UNITED STATES
SECURITIES AND EXCHANGE COMMISSION
Washington, D.C. 20549

FORM 8-K
CURRENT REPORT

Pursuant to Section 13 or 15(d) of the
Securities Exchange Act of 1934

 

Date of Report (Date of earliest event reported): January 31, 2011

____________________________


Quest Diagnostics Incorporated
(Exact Name of Registrant as Specified in Its Charter)
___________________________

Delaware
(State or other jurisdiction of Incorporation)

 

001-12215 16-1387862
(Commission File Number) (I.R.S. Employer Identification No.)
 
 
Three Giralda Farms  
Madison, NJ 07940 07940
(Address of principal executive offices) (Zip Code)

 

(973) 520-2700
(Registrant’s telephone number, including area code)
 

 

          Check the appropriate box below if the Form 8-K filing is intended to simultaneously satisfy the filing obligation of the registrant under any of the following provisions (see General Instruction A.2. below):

          [   ] Written communications pursuant to Rule 425 under the Securities Act (17 CFR 230.425)

          [   ] Soliciting material pursuant to Rule 14a-12 under the Exchange Act (17 CFR 240.14a-12)

          [   ] Pre-commencement communications pursuant to Rule 14d-2(b) under the Exchange Act (17 CFR 240.14d-2(b))

          [   ] Pre-commencement communications pursuant to Rule 13e-4(c) under the Exchange Act (17 CFR 240.13e-4(c))


Item 8.01. Other Events

On January 31, 2011, Quest Diagnostics Incorporated (the “Company”) agreed to repurchase 15,377,551 shares of its common stock, par value $0.01 per share (the “Common Stock”), from SB Holdings Capital, Inc., an affiliate of GlaxoSmithKline plc (the “Selling Stockholder”) at a purchase price of $54.30 per share. The aggregate purchase price will be approximately $835.0 million, which the Company expects to fund with approximately $260.0 million of cash-on-hand and borrowings under available credit facilities. The Company expects the repurchase to be consummated on February 4, 2011.

● Dataset:
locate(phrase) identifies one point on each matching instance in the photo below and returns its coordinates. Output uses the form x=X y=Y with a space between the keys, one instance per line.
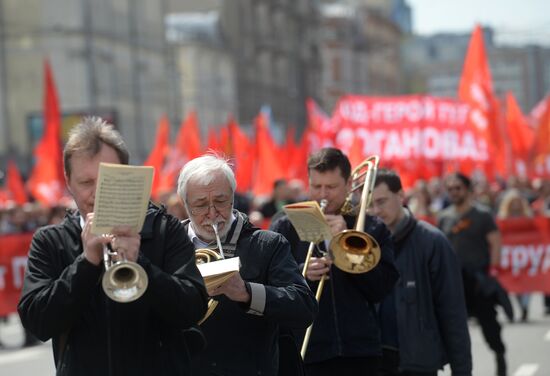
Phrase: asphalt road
x=528 y=348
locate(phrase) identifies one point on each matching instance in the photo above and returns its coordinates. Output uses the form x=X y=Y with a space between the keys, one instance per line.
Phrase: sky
x=514 y=21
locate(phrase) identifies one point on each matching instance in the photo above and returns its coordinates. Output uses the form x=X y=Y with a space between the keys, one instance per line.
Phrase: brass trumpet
x=355 y=251
x=320 y=286
x=123 y=281
x=204 y=255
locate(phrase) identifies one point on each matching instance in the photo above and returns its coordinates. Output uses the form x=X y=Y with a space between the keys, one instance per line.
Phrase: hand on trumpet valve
x=336 y=223
x=234 y=288
x=318 y=266
x=125 y=243
x=92 y=244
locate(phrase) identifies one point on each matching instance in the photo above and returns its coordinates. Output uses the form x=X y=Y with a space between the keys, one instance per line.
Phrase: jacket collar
x=404 y=227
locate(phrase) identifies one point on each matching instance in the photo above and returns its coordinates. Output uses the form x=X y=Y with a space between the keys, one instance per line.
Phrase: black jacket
x=239 y=342
x=347 y=325
x=431 y=311
x=62 y=298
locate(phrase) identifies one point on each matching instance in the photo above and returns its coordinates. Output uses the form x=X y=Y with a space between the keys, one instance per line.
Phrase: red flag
x=186 y=147
x=356 y=152
x=158 y=153
x=542 y=138
x=15 y=185
x=268 y=167
x=213 y=142
x=46 y=179
x=322 y=130
x=476 y=89
x=520 y=135
x=188 y=141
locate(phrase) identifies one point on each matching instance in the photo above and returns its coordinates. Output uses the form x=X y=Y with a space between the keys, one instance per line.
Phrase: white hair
x=202 y=170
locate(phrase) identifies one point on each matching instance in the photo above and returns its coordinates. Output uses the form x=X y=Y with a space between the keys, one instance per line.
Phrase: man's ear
x=67 y=182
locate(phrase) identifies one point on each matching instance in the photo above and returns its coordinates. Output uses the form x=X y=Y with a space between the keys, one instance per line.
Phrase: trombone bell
x=354 y=251
x=124 y=281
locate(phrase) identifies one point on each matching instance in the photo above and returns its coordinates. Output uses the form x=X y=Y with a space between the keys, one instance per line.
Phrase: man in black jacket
x=476 y=239
x=424 y=320
x=62 y=296
x=345 y=338
x=267 y=292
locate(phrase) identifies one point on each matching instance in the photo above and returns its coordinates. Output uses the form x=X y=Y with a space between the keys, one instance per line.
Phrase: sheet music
x=121 y=198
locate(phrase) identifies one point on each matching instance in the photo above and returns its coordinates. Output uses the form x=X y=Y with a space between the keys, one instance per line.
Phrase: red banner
x=525 y=254
x=13 y=260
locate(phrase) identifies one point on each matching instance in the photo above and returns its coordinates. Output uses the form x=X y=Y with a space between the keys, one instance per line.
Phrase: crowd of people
x=438 y=246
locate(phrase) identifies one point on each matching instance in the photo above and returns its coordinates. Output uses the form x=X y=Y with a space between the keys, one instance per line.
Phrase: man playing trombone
x=63 y=298
x=345 y=338
x=268 y=291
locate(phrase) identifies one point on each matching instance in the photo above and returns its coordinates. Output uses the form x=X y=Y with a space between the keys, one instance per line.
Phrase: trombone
x=353 y=251
x=123 y=281
x=205 y=255
x=320 y=286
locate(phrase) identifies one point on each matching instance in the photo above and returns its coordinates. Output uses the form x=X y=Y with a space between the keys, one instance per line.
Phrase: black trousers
x=483 y=309
x=364 y=366
x=390 y=366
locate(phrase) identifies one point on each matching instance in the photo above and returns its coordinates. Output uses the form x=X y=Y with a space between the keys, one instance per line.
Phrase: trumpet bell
x=354 y=251
x=125 y=281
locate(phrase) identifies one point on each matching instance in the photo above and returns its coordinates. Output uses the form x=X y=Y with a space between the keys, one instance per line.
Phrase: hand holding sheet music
x=309 y=221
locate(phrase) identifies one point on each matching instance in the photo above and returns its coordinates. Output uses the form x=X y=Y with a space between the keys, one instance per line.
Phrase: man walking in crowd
x=475 y=237
x=345 y=338
x=62 y=296
x=269 y=291
x=424 y=319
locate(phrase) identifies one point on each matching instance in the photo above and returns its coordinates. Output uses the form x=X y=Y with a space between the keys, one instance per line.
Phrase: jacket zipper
x=335 y=314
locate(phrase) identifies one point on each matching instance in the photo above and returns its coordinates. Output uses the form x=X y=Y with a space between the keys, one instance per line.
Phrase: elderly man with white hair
x=268 y=291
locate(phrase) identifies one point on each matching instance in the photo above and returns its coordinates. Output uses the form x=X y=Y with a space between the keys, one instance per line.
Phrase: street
x=528 y=348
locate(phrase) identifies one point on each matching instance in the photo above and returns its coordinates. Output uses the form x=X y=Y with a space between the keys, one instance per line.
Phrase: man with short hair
x=424 y=319
x=475 y=237
x=345 y=339
x=267 y=292
x=63 y=298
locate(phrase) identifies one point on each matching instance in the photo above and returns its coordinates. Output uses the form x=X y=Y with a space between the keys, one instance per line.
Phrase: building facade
x=108 y=57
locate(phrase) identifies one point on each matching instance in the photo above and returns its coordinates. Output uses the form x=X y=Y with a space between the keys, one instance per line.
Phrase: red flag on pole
x=542 y=141
x=187 y=146
x=476 y=89
x=520 y=135
x=15 y=185
x=188 y=141
x=158 y=153
x=46 y=179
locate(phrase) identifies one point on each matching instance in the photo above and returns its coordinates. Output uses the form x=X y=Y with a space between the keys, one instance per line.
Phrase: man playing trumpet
x=63 y=298
x=268 y=291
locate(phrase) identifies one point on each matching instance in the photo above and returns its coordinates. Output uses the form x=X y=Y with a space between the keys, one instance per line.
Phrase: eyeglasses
x=203 y=209
x=453 y=188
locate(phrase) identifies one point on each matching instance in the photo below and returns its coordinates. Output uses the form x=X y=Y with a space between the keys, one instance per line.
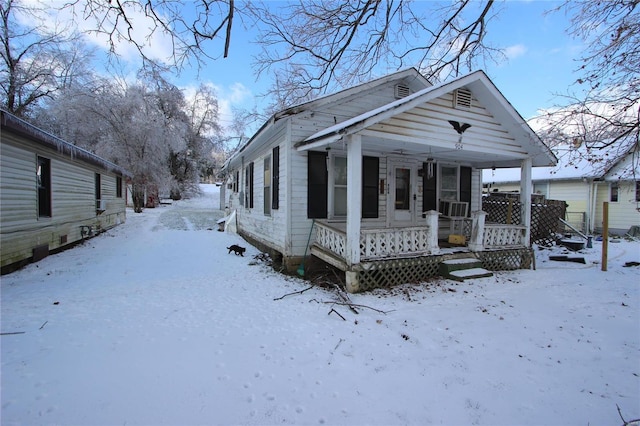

● Assignment 1: In the Quest Diagnostics filing, what price per share did the company agree to pay for the repurchased stock?
● Assignment 2: Continue the Quest Diagnostics filing from the end of its last sentence.
The items are separate material, unrelated to the Quest Diagnostics filing.

● Written answer 1: $54.30 per share

● Written answer 2:
On January 31, 2011, the Company and the Selling Stockholder entered into an underwriting agreement (the “Underwriting Agreement”) with Deutsche Bank Securities Inc. and J.P. Morgan Securities LLC, as the underwriters in connection with a public offering by the Selling Stockholder of 15,377,600 shares of Common Stock. The offering was made pursuant to the Company’s existing shelf registration statement on Form S-3 (Registration No. 333-167603) (as amended by post-effective amendment no. 1 thereto, filed with the Securities and Exchange Commission on January 31, 2011, the “Registration Statement”) and is expected to close on February 4, 2011. The Company did not sell any shares of Common Stock in the offering and will not receive any of the proceeds from the offering. The Company will pay all expenses associated with the offering, other than underwriting discounts and commissions, which are payable by the Selling Stockholder.

The Underwriting Agreement has been filed as Exhibit 1.1 to this Current Report on Form 8-K and is incorporated by reference into this Current Report on Form 8-K and the Registration Statement.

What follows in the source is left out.